**本文:**
---*---

なお、あらすじレベル以上のネタバレはありませんので、未読の方も安心してご覧ください。

あらすじ・概要

ポチこと須川くんが、高校入学後に一目惚れしたクラスメイトの女の子。
他人を寄せ付けない雰囲気を纏っている酉乃初は、実は凄腕のマジシャンだった。
放課後にレストラン・バー『サンドリヨン』でマジックの腕を磨く彼女は、学校で起こった不思議な事件を、抜群のマジックテクニックを駆使して鮮やかに解決してみせる。
それなのに、なぜか人間関係には臆病で、心を閉ざしがちな酉乃。
はたして、須川くんは酉乃との距離を縮めることができるのか――。学園生活をセンシティブな筆致で活き活きと描いた、“ボーイ・ミーツ・ガール”ミステリ! 第19回鮎川哲也賞受賞作。

(amazonより引用)

---*---

**行の一覧:**
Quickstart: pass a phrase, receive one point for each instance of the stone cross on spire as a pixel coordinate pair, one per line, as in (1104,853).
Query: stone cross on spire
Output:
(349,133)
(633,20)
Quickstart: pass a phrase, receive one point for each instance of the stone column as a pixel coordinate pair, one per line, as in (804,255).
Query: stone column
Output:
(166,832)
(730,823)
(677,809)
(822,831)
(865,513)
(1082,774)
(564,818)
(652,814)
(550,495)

---*---

**課題 1:**
本文によると、酉乃初が放課後にマジックの腕を磨いている場所はどこですか。
**課題 2:**
本文の「はたして、須川くんは」で始まる部分から、カタカナで書かれた語句をすべて抜き出してください。
**課題 3:**
本文の「なお、あらすじレベル以上のネ」から「して鮮やかに解決してみせる。」までを、「マジシャン」を「手品師」に置き換えて書き直してください。

**正解 1:**
レストラン・バー『サンドリヨン』です。

**正解 2:**
センシティブ、ボーイ・ミーツ・ガール、ミステリ

**正解 3:**
なお、あらすじレベル以上のネタバレはありませんので、未読の方も安心してご覧ください。

あらすじ・概要

ポチこと須川くんが、高校入学後に一目惚れしたクラスメイトの女の子。
他人を寄せ付けない雰囲気を纏っている酉乃初は、実は凄腕の手品師だった。
放課後にレストラン・バー『サンドリヨン』でマジックの腕を磨く彼女は、学校で起こった不思議な事件を、抜群のマジックテクニックを駆使して鮮やかに解決してみせる。